REQUIRED WORK: Please return every line of the listing below unchanged, character for character.

PROVIDED ENTRIES:
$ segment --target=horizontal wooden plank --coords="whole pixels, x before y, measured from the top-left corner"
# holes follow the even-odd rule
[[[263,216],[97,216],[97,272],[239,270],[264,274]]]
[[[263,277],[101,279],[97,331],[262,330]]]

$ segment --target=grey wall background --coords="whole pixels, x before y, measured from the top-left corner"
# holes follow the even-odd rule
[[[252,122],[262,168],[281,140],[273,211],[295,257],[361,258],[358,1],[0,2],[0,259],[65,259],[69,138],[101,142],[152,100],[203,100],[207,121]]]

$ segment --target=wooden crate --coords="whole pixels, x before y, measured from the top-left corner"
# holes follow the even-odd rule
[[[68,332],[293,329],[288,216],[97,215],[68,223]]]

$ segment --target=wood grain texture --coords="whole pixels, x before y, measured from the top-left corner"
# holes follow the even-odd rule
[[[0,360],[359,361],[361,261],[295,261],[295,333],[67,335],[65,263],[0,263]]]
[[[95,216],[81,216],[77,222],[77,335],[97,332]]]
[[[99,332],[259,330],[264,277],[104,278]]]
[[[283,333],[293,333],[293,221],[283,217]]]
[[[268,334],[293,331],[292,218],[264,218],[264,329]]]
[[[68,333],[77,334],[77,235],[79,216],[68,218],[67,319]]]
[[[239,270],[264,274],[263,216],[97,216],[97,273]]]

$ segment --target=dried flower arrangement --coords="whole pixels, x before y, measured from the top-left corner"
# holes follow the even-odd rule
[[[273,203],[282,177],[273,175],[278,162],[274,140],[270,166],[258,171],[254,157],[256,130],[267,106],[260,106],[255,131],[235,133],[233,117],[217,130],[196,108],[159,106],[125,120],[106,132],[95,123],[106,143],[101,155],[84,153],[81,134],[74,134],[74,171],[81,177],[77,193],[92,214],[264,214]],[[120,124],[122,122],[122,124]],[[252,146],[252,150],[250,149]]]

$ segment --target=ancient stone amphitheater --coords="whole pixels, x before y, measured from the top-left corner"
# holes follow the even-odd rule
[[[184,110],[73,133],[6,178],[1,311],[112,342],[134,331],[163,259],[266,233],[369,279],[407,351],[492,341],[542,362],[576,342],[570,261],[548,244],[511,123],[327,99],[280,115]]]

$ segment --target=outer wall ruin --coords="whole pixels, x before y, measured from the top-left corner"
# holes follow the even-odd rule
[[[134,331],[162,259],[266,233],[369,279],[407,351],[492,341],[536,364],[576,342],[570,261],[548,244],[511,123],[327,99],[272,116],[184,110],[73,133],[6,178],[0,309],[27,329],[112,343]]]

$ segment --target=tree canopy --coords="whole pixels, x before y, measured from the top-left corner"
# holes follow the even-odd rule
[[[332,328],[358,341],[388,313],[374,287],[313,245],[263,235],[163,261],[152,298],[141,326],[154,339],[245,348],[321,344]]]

TASK SOLUTION:
$ segment --target=horizontal wooden plank --coords="whole pixels, x before y, measured from the top-left corner"
# holes follow the even-odd rule
[[[263,216],[97,216],[97,272],[239,270],[264,274]]]
[[[263,277],[101,279],[97,331],[262,330]]]

$ segment --target=grey wall background --coords="whole pixels, x before y, measured from the top-left corner"
# holes follow the even-odd rule
[[[252,122],[262,168],[281,140],[273,211],[295,257],[361,258],[358,1],[0,2],[0,259],[65,259],[69,138],[101,142],[152,100],[203,100],[207,121]]]

$ segment --target=wooden crate --coords="whole pixels, x before y, measured from the top-left corner"
# holes follow the even-odd rule
[[[68,332],[293,329],[288,216],[97,215],[68,223]]]

$ segment --target=wood grain texture --coords="whole pixels, x before y, measured from the top-left corner"
# holes follow the even-odd rule
[[[0,360],[359,361],[361,261],[295,261],[295,333],[67,335],[65,263],[0,263]]]
[[[95,216],[81,216],[77,222],[77,335],[97,332]]]
[[[99,332],[259,330],[264,277],[104,278]]]
[[[283,333],[293,333],[293,221],[283,217]]]
[[[268,334],[293,331],[292,218],[264,218],[264,329]]]
[[[68,333],[77,334],[77,235],[79,216],[68,218],[67,319]]]
[[[239,270],[264,274],[263,216],[97,216],[97,273]]]

$ segment --target=dried flower arrangement --coords="whole pixels, x before y, measured from the top-left corner"
# holes follow the even-odd rule
[[[273,203],[282,177],[273,175],[278,162],[274,140],[270,166],[258,171],[254,157],[256,130],[267,106],[260,106],[255,131],[235,133],[233,117],[217,130],[196,108],[159,106],[125,120],[106,132],[95,123],[106,143],[101,155],[84,153],[81,134],[74,134],[74,171],[81,177],[77,193],[92,214],[264,214]],[[120,124],[122,122],[122,124]],[[252,146],[252,150],[250,149]]]

$ segment --target=ancient stone amphitheater --coords="whole pixels, x before y, measured from the top-left corner"
# holes follow the even-odd rule
[[[184,110],[73,133],[6,178],[1,311],[112,342],[134,331],[163,259],[266,233],[369,279],[407,351],[492,341],[542,362],[576,342],[570,261],[548,244],[511,123],[327,99],[280,115]]]

$ segment --target=outer wall ruin --coords="whole pixels, x before y, measured from the top-left corner"
# holes follow the even-odd rule
[[[134,331],[162,259],[266,233],[369,279],[407,351],[492,341],[536,364],[576,342],[570,261],[548,244],[511,123],[327,99],[272,116],[184,110],[73,133],[6,178],[0,309],[27,329],[112,343]]]

$ segment --target=tree canopy --coords="whole pixels, x before y, measured from the top-left corner"
# holes follow the even-odd rule
[[[332,328],[358,341],[388,313],[374,287],[313,245],[263,235],[163,261],[152,298],[141,326],[154,339],[245,348],[321,344]]]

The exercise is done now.